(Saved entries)
□ □ □ □ □ □ □

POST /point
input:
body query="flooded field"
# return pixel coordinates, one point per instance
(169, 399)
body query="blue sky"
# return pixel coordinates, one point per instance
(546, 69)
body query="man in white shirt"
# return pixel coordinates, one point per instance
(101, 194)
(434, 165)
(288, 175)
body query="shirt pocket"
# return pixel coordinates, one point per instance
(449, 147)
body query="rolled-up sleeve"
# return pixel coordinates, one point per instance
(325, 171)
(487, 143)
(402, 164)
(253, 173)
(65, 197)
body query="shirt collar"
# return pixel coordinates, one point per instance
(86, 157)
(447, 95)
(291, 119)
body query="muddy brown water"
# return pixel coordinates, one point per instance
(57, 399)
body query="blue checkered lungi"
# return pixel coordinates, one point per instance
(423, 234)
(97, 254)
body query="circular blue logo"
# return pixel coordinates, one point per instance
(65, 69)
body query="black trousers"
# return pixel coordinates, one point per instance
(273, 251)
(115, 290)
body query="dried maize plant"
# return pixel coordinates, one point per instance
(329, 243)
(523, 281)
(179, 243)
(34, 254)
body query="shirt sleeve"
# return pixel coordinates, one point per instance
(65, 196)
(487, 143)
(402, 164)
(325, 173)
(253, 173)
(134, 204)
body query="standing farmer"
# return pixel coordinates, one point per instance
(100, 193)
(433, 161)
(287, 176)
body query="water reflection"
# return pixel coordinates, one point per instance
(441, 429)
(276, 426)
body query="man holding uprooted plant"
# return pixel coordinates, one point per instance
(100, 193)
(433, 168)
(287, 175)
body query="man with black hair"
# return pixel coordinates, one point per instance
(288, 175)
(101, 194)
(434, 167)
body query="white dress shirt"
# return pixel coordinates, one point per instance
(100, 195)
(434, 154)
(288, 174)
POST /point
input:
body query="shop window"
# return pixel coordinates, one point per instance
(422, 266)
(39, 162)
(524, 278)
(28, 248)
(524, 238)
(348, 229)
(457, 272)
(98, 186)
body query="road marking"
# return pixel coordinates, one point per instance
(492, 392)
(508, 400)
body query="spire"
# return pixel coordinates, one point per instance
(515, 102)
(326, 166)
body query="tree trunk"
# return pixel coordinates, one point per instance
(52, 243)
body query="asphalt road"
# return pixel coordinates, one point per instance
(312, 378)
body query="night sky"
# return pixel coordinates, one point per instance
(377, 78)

□ □ □ □ □ □ □

Above are the records; restate each one exactly.

(SOLUTION TO THE PROBLEM)
POST /point
input:
body query="flooded field"
# return pixel coordinates, one point per instance
(169, 399)
body query="blue sky"
# return pixel coordinates, one point per instance
(546, 69)
body query="man in white shirt"
# return pixel coordinates, one point per instance
(101, 194)
(434, 165)
(288, 175)
body query="shirt pocket"
# return pixel coordinates, one point per instance
(449, 147)
body query="rolled-up sleeve"
# return pixel coordinates, one point per instance
(325, 171)
(487, 143)
(402, 164)
(253, 173)
(65, 197)
body query="shirt collar"
# return pixel coordinates, one point per instance
(86, 157)
(447, 95)
(291, 119)
body query="muddy brown water"
# return pixel coordinates, one point per instance
(57, 399)
body query="blue checkered lungi"
# return pixel coordinates, one point per instance
(423, 234)
(97, 254)
body query="circular blue logo"
# return pixel coordinates, one point per instance
(65, 69)
body query="black trousers"
# return pixel coordinates, one point per instance
(273, 251)
(115, 290)
body query="dried maize plant"
# return pixel coordinates, one point per instance
(329, 243)
(523, 281)
(179, 243)
(34, 254)
body query="shirt sleeve"
# return pixel coordinates, one point per instance
(65, 196)
(487, 143)
(402, 164)
(325, 173)
(253, 173)
(134, 204)
body query="standing farmer"
# return pixel coordinates, one point per instance
(100, 193)
(433, 161)
(287, 176)
body query="water reflection"
# return pixel coordinates, one point per instance
(441, 429)
(276, 426)
body query="man holding uprooted plant"
# return pixel coordinates, one point per instance
(100, 193)
(433, 168)
(287, 175)
body query="man with black hair"
# return pixel coordinates, one point per instance
(288, 175)
(101, 194)
(434, 167)
body query="white dress shirt"
# return pixel coordinates, one point per instance
(100, 195)
(434, 154)
(288, 174)
POST /point
input:
body query="shop window"
# return pixel coordinates, one point per instance
(422, 266)
(39, 162)
(524, 278)
(28, 248)
(524, 238)
(348, 229)
(457, 272)
(98, 186)
body query="road marking"
# return pixel coordinates, one point per instance
(492, 392)
(508, 400)
body query="spire"
# return pixel coordinates, one point per instance
(515, 102)
(326, 166)
body query="tree trunk"
# return pixel coordinates, one point per instance
(52, 243)
body query="asphalt road"
# return pixel coordinates, one point per instance
(312, 378)
body query="night sky"
# return pixel coordinates, one point per instance
(377, 78)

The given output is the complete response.